**DATA TO USE:**
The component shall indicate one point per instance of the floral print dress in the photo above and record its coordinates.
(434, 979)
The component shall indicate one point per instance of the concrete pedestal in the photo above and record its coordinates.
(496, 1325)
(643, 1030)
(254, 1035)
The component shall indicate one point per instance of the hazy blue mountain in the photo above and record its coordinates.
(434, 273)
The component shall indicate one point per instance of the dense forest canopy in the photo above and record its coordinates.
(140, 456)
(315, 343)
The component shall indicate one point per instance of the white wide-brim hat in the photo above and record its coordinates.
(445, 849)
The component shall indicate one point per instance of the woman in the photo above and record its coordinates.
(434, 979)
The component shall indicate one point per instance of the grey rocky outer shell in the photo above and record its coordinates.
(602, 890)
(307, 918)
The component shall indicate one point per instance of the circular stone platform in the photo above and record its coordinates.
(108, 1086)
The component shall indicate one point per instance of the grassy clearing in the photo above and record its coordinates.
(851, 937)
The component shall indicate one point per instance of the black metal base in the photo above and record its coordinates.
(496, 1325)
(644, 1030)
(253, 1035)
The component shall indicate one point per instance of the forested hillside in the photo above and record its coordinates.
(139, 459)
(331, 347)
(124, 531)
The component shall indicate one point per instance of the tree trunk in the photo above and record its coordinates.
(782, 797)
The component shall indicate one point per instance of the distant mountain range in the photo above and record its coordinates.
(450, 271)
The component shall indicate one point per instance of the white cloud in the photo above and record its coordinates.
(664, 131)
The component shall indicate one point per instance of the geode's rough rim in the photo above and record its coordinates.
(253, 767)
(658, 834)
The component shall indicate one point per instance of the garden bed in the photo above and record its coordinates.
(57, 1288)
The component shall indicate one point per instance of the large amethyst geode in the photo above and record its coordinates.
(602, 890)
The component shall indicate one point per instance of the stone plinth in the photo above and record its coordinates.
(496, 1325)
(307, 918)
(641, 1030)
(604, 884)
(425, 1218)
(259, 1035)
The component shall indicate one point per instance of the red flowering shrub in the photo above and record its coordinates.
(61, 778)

**WHAT THE TASK ASKS:**
Retype the material above, line by line, exactly.

**ANSWER TO THIS PROBLEM:**
The component shall indicate one point per instance of the floral print dress in the photo above and record its coordinates.
(434, 979)
The component shall indicate one point per instance of the concrete pedestal in the photo above and record its coordinates.
(496, 1325)
(643, 1030)
(254, 1035)
The component shall indicate one point per instance of the hazy blue mountain in the photo above and record its coordinates.
(434, 273)
The component shall indicate one point per instance of the dense forest canopy in the photo above and record its coordinates.
(140, 456)
(315, 343)
The component shall indicate one point per instance of the white wide-brim hat in the photo above and record its coordinates.
(445, 849)
The component shall indicate one point per instance of the woman in the photo above and record its coordinates.
(434, 979)
The component shall indicate one point per instance of the grey rocky outer shell in the photo above and record its coordinates.
(602, 890)
(307, 918)
The component shall indicate one point per instance of the circular stone platform in the photo above and record its coordinates.
(108, 1086)
The component shall indicate one point per instance of the grassy clearing in the photo above and record its coordinates.
(851, 937)
The component shall indicate one point per instance of the black metal base in the photo above and record its coordinates.
(496, 1325)
(644, 1030)
(253, 1035)
The component shall indicate one point per instance of the forested hillside in the photo above and record its coordinates.
(139, 459)
(331, 347)
(124, 531)
The component shall indicate one point per instance of the tree trunk in the photo above and record its coordinates.
(782, 797)
The component shall indicate one point per instance of the distant mountain range in the photo above and record its coordinates.
(450, 271)
The component shall indicate one point per instance of the white cloud in the photo above and record its coordinates.
(664, 131)
The component shall indicate one point per instance of the geode's rough rim in the photo above and record its coordinates.
(253, 767)
(658, 834)
The component shall indicate one point per instance of the garden bed in the photo above and record its coordinates.
(57, 1288)
The component shall indicate one point per instance of the large amethyst geode in the photo above and record its coordinates.
(602, 890)
The component shall indicate one point per instance of the stone plinth in the photo above and record its coordinates.
(496, 1325)
(307, 918)
(641, 1030)
(604, 884)
(425, 1218)
(259, 1035)
The component shall indicate one point per instance of the red flowering shrub in the photo above and record its coordinates.
(61, 778)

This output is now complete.